Point-per-instance localization data:
--------
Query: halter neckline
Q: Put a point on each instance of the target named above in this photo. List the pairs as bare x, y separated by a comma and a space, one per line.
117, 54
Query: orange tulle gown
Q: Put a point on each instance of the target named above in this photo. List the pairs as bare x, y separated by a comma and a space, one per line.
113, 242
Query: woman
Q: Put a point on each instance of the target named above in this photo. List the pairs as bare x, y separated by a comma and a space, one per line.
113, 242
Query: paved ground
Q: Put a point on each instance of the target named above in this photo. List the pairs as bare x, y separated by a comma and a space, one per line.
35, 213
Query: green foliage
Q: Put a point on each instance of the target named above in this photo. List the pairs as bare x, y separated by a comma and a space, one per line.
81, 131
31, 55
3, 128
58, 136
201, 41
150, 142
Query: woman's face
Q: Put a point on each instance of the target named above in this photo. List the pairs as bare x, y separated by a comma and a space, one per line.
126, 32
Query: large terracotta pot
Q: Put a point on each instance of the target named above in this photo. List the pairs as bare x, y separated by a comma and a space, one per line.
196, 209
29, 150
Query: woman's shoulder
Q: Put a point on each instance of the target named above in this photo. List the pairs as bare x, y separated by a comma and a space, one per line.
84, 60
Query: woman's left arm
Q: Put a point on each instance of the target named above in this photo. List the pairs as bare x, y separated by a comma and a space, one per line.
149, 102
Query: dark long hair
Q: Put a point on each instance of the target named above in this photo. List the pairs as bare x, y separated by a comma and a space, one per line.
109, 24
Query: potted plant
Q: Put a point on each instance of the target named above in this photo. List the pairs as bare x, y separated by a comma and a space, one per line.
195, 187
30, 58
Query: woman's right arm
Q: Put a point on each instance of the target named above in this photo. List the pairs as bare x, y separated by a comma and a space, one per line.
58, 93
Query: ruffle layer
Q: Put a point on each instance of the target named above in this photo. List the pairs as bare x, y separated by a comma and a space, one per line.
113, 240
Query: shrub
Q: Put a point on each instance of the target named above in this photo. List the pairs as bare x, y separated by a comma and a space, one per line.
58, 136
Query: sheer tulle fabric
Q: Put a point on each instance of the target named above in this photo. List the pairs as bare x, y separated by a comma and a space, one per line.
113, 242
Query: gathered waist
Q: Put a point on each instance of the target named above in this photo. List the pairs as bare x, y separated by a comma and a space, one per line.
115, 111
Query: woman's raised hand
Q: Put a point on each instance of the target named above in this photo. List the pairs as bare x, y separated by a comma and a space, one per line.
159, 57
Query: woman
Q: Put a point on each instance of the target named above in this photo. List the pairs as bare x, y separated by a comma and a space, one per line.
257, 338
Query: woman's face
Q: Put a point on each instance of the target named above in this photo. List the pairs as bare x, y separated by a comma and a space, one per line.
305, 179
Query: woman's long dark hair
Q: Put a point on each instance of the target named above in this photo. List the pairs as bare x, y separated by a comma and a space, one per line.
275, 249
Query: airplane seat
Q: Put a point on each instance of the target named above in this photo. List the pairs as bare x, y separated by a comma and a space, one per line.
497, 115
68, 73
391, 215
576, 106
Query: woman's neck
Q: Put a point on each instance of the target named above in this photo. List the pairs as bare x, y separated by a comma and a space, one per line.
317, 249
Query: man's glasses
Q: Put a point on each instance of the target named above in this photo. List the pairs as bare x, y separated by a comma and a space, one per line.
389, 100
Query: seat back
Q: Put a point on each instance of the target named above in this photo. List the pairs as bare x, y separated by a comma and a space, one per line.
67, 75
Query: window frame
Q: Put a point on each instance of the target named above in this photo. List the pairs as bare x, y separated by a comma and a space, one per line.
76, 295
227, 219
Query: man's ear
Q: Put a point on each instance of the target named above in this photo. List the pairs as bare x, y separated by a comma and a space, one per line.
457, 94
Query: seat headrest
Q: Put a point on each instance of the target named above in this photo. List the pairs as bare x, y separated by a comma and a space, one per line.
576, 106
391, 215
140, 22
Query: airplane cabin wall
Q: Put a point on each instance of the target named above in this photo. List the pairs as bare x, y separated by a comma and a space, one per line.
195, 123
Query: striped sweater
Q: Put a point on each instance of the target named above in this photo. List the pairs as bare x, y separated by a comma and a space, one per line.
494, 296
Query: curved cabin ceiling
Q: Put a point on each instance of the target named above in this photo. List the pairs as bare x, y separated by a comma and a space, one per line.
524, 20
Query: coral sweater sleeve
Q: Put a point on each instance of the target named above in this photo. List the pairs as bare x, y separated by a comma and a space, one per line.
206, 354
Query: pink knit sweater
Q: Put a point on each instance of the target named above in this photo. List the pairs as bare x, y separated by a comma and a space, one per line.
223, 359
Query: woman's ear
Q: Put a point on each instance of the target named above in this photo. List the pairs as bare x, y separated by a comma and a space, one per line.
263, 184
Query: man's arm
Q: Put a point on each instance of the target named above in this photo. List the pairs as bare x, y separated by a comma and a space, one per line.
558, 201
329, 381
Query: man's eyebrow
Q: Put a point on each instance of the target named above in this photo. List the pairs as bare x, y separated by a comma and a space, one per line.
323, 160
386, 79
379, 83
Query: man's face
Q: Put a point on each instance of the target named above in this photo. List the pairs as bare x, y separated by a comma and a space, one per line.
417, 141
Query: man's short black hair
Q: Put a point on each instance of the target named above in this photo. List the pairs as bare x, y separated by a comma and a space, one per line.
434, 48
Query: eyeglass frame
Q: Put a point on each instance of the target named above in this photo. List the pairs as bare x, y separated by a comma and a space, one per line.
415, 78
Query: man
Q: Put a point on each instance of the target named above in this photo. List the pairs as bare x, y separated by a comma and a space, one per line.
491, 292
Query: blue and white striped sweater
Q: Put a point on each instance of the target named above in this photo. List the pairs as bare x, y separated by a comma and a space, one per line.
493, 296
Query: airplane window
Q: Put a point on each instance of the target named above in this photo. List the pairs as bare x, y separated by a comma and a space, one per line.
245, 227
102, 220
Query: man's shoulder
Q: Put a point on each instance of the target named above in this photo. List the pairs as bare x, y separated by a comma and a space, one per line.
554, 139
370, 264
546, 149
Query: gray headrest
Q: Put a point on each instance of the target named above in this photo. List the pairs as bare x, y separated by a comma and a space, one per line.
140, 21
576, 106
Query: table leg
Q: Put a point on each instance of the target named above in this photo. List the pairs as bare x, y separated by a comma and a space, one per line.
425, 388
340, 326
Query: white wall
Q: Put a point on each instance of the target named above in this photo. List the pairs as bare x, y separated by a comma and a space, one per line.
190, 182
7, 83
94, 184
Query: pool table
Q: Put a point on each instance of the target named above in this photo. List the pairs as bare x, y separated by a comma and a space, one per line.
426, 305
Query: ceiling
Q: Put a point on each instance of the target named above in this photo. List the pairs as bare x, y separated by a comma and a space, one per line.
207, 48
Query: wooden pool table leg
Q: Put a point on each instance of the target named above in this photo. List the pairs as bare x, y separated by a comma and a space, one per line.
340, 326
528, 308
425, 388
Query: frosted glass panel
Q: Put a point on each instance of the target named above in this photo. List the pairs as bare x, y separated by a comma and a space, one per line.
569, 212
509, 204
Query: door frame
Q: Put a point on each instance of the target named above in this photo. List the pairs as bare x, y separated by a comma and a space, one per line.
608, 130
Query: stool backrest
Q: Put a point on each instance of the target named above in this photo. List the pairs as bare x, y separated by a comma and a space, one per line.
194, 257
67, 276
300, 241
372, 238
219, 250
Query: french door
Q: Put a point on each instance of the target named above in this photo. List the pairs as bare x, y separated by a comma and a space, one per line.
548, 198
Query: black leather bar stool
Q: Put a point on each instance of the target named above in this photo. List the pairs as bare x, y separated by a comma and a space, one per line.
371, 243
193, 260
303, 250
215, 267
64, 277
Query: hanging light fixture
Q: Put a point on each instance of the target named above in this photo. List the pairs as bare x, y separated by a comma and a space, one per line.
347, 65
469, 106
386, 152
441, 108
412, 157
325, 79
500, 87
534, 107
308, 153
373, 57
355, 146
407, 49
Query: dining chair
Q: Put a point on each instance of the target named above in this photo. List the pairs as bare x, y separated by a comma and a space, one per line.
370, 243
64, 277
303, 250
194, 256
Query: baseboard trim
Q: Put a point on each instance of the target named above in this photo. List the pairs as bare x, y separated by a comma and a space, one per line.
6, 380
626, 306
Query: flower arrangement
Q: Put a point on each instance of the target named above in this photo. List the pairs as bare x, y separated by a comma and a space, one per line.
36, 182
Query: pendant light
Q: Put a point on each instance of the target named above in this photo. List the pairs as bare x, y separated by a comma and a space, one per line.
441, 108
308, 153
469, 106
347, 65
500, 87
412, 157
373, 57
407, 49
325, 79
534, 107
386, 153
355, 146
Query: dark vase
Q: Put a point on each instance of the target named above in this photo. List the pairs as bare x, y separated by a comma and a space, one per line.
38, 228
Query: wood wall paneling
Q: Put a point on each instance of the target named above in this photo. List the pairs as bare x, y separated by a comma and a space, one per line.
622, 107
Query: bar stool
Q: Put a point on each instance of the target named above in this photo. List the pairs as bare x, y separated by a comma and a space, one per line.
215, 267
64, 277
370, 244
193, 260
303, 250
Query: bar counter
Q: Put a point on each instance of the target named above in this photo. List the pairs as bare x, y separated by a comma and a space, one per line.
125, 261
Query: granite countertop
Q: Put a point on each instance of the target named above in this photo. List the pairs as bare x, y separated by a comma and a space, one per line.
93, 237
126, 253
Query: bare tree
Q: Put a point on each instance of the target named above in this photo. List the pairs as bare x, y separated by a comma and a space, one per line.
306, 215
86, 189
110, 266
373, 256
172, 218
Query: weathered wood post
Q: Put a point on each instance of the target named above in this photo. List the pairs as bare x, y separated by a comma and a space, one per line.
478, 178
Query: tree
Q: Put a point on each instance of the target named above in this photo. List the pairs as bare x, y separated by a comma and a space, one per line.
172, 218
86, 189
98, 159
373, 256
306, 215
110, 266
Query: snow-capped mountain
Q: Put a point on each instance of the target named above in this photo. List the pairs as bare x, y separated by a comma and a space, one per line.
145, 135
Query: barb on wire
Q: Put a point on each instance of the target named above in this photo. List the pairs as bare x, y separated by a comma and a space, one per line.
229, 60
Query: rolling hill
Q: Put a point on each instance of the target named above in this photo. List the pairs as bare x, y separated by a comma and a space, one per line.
--------
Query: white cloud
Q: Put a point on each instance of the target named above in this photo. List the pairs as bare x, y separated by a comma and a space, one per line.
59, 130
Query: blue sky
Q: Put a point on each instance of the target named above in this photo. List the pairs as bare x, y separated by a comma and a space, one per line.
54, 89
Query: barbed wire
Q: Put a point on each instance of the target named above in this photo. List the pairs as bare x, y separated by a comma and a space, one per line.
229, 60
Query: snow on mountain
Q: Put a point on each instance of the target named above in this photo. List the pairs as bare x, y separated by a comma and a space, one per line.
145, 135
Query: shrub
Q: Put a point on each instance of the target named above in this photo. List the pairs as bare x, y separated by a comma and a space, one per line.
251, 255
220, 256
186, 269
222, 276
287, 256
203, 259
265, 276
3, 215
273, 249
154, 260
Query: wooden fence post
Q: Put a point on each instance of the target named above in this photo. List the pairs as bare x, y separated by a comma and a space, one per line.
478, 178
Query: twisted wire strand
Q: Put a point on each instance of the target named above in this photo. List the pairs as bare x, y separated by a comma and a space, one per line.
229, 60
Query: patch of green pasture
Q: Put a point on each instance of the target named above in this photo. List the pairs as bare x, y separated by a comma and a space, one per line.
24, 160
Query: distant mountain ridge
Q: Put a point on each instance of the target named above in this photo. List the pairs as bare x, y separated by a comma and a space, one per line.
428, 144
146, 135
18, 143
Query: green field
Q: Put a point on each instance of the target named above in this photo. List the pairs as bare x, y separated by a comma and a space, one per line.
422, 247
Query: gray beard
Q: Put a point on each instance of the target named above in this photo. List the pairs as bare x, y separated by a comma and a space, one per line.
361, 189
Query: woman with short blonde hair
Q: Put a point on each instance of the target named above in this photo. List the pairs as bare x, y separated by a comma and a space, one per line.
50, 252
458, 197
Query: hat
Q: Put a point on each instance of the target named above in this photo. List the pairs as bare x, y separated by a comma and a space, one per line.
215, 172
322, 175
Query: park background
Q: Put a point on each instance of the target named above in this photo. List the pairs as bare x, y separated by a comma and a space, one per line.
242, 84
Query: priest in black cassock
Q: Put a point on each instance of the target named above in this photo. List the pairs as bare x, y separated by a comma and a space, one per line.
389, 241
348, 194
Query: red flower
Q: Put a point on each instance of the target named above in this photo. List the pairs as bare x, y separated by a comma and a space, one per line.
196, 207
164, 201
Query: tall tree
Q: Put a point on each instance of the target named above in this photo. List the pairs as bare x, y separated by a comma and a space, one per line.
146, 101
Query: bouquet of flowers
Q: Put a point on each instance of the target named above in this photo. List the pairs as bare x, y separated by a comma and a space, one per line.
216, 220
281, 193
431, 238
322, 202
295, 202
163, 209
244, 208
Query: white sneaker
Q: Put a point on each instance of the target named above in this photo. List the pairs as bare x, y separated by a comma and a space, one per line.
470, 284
--------
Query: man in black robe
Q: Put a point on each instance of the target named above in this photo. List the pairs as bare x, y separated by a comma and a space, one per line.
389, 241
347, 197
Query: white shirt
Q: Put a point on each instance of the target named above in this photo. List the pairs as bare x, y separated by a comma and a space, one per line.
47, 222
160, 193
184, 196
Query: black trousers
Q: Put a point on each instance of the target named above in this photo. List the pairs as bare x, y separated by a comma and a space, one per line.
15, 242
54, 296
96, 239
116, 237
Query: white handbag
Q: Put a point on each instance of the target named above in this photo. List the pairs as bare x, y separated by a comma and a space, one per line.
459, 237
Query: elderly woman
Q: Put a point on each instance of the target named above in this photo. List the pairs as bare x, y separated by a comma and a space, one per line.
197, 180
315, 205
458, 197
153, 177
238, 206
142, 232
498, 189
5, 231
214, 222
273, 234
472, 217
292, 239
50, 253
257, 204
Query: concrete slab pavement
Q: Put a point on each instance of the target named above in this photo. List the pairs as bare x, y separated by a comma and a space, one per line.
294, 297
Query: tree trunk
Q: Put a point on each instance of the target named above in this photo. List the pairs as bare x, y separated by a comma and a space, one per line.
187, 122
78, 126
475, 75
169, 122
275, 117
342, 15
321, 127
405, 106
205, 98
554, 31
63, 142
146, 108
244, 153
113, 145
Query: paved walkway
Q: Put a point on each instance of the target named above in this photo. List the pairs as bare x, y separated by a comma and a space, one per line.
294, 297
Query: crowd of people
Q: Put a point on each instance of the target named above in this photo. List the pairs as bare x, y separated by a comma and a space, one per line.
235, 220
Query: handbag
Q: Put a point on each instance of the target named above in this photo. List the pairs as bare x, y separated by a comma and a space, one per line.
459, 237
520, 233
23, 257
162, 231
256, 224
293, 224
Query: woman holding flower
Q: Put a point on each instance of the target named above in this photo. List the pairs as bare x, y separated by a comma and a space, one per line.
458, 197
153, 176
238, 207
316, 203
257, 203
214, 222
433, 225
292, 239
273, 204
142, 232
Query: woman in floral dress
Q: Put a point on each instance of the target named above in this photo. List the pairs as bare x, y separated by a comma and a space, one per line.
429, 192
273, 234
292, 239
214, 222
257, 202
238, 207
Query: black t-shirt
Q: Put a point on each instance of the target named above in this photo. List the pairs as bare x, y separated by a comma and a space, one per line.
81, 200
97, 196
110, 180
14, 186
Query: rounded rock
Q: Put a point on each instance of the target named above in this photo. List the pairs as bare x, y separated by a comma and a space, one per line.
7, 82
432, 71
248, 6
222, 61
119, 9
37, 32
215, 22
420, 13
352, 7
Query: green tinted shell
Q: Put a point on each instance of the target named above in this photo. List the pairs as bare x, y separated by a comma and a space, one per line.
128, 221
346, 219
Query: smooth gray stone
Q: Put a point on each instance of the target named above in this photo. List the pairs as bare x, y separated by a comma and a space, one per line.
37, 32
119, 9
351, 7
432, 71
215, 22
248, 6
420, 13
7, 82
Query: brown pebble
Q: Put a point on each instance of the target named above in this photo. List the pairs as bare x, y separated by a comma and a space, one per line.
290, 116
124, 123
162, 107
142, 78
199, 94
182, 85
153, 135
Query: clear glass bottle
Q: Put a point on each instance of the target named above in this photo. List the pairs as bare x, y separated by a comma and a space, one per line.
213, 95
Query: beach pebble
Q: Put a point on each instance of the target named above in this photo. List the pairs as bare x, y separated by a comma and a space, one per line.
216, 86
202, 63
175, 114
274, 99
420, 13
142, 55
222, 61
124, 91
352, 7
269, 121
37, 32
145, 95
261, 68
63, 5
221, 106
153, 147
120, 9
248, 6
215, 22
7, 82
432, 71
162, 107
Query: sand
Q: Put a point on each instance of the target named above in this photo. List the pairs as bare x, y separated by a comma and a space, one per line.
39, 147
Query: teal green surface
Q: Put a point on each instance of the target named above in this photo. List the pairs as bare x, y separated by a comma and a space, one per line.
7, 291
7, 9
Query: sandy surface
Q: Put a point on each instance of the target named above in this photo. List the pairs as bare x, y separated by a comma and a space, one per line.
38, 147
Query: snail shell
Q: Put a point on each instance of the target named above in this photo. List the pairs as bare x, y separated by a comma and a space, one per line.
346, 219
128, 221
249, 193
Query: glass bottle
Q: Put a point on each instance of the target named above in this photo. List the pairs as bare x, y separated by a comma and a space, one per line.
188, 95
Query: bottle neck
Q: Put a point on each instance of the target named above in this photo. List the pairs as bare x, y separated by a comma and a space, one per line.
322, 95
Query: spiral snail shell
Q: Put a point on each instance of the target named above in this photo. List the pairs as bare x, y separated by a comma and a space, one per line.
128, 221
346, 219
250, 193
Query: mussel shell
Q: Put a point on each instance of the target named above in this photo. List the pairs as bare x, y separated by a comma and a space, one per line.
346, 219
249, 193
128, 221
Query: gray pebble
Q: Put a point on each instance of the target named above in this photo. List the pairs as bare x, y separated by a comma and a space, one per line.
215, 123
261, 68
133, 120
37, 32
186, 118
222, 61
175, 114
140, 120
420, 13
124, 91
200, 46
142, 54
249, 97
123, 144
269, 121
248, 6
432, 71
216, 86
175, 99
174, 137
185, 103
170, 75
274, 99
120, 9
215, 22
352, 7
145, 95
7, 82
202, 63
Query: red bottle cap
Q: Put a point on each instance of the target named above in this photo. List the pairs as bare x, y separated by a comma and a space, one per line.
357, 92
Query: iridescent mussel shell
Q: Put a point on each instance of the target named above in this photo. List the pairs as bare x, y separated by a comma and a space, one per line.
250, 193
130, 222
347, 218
--------
- _Action item_:
Please write out, exactly as they appear above, only the lines in the stretch from the line with "Query: sheer tulle fabric" through the line with "Query: woman's neck".

- _Exercise result_:
Query: sheer tulle fabric
Q: Put a point on each instance of the target named above in this photo. List the pairs as bare x, y separated by a comma and a space, one per line.
113, 242
Query: gathered waist
Q: Put a point on each instance of the target named above in this photo. List the pairs as bare x, y separated by a comma and a space, one per line.
115, 111
Query: woman's raised hand
Q: Put a point on each instance of the target named above in this photo. List the pairs as bare x, y separated by a comma and a space, one per line.
159, 57
Query: woman
Q: Put a point on each instance of the target named above in this photo. List the pairs as bare x, y separated by a comma and a space, one per line.
257, 338
Query: woman's face
Q: Put a point on each instance of the target named above in this photo. List the pairs as bare x, y separated by a comma and a space, one per line.
305, 179
Query: woman's long dark hair
Q: Put a point on each instance of the target named above in this photo. List the pairs as bare x, y separated by a comma and a space, one per line.
275, 249
Query: airplane seat
Q: Put a point on each instance of the target named above in this photo. List the pairs as bare x, y separated by a comma and a space, one per line.
497, 115
68, 73
391, 215
576, 106
Query: woman's neck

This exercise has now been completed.